Task instructions:
Present each line of the listing below as a two-column Markdown table headed Row and Listing line, numbering the rows in sequence and omitting any blank lines.

Extracted information:

━━━━━━━━━━━━━━━━━━━━

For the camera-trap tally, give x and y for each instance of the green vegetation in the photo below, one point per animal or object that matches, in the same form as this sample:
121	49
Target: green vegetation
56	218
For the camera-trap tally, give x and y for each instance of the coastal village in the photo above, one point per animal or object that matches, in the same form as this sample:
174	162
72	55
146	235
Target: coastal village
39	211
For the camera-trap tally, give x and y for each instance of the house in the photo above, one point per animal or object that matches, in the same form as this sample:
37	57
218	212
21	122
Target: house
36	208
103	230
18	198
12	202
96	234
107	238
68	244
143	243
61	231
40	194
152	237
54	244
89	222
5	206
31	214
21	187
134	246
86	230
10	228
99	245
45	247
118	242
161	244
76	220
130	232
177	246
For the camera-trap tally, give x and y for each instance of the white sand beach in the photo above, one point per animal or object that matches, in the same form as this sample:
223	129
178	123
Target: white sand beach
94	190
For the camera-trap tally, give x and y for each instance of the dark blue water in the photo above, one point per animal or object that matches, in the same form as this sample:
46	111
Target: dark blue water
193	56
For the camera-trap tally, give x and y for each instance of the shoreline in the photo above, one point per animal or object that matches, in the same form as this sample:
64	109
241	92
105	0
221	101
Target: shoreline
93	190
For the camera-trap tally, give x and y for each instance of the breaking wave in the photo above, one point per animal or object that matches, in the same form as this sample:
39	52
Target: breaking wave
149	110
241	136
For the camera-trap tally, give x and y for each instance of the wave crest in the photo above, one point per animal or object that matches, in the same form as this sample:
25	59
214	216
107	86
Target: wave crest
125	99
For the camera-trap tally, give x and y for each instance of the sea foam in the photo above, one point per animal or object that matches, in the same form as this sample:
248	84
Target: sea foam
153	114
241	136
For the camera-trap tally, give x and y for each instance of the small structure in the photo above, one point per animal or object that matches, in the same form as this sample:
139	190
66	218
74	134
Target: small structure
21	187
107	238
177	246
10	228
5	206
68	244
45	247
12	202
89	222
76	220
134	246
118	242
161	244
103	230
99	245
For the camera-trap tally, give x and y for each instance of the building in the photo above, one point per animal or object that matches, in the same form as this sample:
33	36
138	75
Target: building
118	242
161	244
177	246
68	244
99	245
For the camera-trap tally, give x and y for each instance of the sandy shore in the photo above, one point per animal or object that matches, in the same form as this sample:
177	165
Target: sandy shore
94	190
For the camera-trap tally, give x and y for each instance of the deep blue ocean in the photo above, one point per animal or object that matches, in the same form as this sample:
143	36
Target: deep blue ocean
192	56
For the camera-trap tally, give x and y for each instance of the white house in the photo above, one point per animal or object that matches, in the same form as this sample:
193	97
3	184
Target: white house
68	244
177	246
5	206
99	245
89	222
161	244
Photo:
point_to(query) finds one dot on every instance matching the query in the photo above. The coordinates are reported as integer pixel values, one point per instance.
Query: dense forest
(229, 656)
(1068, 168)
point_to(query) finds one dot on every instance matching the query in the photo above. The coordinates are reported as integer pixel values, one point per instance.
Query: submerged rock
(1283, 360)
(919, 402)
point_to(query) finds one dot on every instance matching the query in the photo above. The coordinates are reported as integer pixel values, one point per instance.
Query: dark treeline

━━━━━━━━━━━━━━━━━━━━

Exercise response:
| Row | Listing line |
|---|---|
| 1 | For the camera-trap tally, give x and y for each instance of the green vegetation in the photo below, one point per animal or object that matches, in the same form as this sample: |
| 2 | 121	49 |
| 3 | Target: green vegetation |
| 4 | 56	218 |
| 5 | For the camera-trap tally, give x and y for each instance of the coastal village in the photo above, one point per animal or object that matches, in the same form as this sample: |
| 6 | 174	162 |
| 7 | 72	55 |
| 8 | 146	235 |
| 9 | Target: coastal village |
| 10 | 39	211 |
| 11 | For the camera-trap tally, give x and y for each instance of the house in the photo above, one point per animal or object that matches, in the same form as this sample: |
| 12 | 37	57 |
| 13 | 218	212 |
| 14 | 21	122 |
| 15 | Target: house |
| 16 | 36	208 |
| 17 | 103	230 |
| 18 | 18	198 |
| 19 | 12	202 |
| 20 | 96	234 |
| 21 | 107	238 |
| 22 | 68	244 |
| 23 | 143	243 |
| 24 | 61	231 |
| 25 | 40	194 |
| 26 | 152	237 |
| 27 | 54	244 |
| 28 | 89	222 |
| 29 | 5	206 |
| 30 | 31	214 |
| 31 | 21	187 |
| 32 | 134	246 |
| 33 | 86	230 |
| 34 | 10	228 |
| 35 | 99	245 |
| 36 | 45	247 |
| 37 | 118	242 |
| 38 | 161	244 |
| 39 | 76	220 |
| 40 | 130	232 |
| 41 | 177	246 |
| 42 | For the camera-trap tally, give x and y for each instance of the white sand beach in the photo above, one point per animal or object that matches, in the same form as this sample: |
| 43 | 223	129 |
| 44 | 178	123 |
| 45 | Target: white sand beach |
| 46 | 94	190 |
| 47 | For the camera-trap tally, give x and y for each instance of the dark blue water in the photo above, one point per animal or object that matches, in the same form as this sample: |
| 48 | 46	111 |
| 49 | Target: dark blue water |
| 50 | 193	56 |
| 51 | For the camera-trap tally, give x and y for each instance of the shoreline in the photo above, one point per animal or object that matches, in the same form as this sample: |
| 52 | 64	109 |
| 53 | 241	92 |
| 54 | 105	0 |
| 55 | 221	101 |
| 56 | Target: shoreline |
| 57 | 93	190 |
| 58 | For the camera-trap tally, give x and y for each instance of the breaking wave in the photo above, one point per animal or object that matches, in the same form as this sample: |
| 59 | 39	52 |
| 60 | Target: breaking wave |
| 61 | 149	110 |
| 62 | 241	136 |
| 63 | For the camera-trap tally, give x and y for each instance of the wave crest in the photo above, one point per animal or object that matches, in the same form as this sample: |
| 64 | 25	59 |
| 65 | 214	216 |
| 66 | 107	86 |
| 67 | Target: wave crest |
| 68 | 125	99 |
| 69 | For the camera-trap tally, give x and y for each instance of the sea foam in the photo above, one point per animal or object that matches, in the same form as this sample: |
| 70 | 248	84 |
| 71 | Target: sea foam |
| 72 | 153	114 |
| 73 | 241	136 |
| 74 | For the camera-trap tally, give x and y for each instance of the small structure in the photo above, one point per animal or object that matches, in the same form as this sample: |
| 75 | 139	190 |
| 76 | 66	218 |
| 77 | 74	134 |
| 78 | Target: small structure |
| 79 | 21	187 |
| 80 | 107	238 |
| 81 | 177	246 |
| 82 | 10	228 |
| 83 | 5	206 |
| 84 | 68	244 |
| 85 | 45	247 |
| 86 | 12	202 |
| 87 | 89	222 |
| 88 | 76	220 |
| 89 | 134	246 |
| 90 | 118	242 |
| 91 | 161	244 |
| 92 | 103	230 |
| 93 | 99	245 |
| 94 | For the camera-trap tally, give x and y for each instance of the building in the photo above, one point per animal or object that matches, in the same form as this sample: |
| 95 | 33	36 |
| 96 | 138	75 |
| 97 | Target: building |
| 98 | 118	242 |
| 99 | 161	244 |
| 100 | 177	246 |
| 101 | 68	244 |
| 102 | 99	245 |
| 103 | For the camera-trap tally, give x and y for each instance of the sandy shore in the photo above, one point per animal or object that matches, in the same form as this sample: |
| 104 | 177	165 |
| 105 | Target: sandy shore |
| 106 | 94	190 |
| 107 | For the camera-trap tally, give x and y for each instance of the deep blue ocean in the photo above, one point per animal or object that matches, in the same form as this sample: |
| 108 | 143	36 |
| 109 | Target: deep blue ocean |
| 110 | 192	56 |
| 111 | For the camera-trap tally, give x and y for each instance of the white house in the photo above, one point per animal or object that matches, in the same form as this sample: |
| 112 | 193	97 |
| 113 | 3	184 |
| 114 | Target: white house |
| 115 | 68	244 |
| 116 | 177	246 |
| 117 | 5	206 |
| 118 | 99	245 |
| 119 | 89	222 |
| 120 | 161	244 |
| 121 | Photo: |
| 122 | point_to(query) finds one dot on every instance matching the query in the photo above. The coordinates are reported as integer pixel values, one point per instance. |
| 123 | Query: dense forest |
| 124 | (229, 656) |
| 125 | (1068, 168) |
| 126 | point_to(query) finds one dot on every instance matching the query in the photo above. The coordinates are reported as integer pixel values, one point per instance. |
| 127 | Query: submerged rock |
| 128 | (1283, 360) |
| 129 | (919, 402) |
| 130 | point_to(query) finds one dot on every instance matching the query in the photo above. The coordinates are reported as integer pixel values, one point per instance. |
| 131 | Query: dark treeline |